## EXERCISE AIM
Please format all the items below as a JSON list of strings, with one string for each line and blank lines omitted.
==== DATA ROWS ====
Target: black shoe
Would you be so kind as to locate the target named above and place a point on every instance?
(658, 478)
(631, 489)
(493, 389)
====
## SOLVED PROBLEM
[
  "Target: black shoe",
  "Would you be so kind as to locate the target named above and place a point on every instance?",
  "(658, 478)",
  "(631, 489)",
  "(493, 389)"
]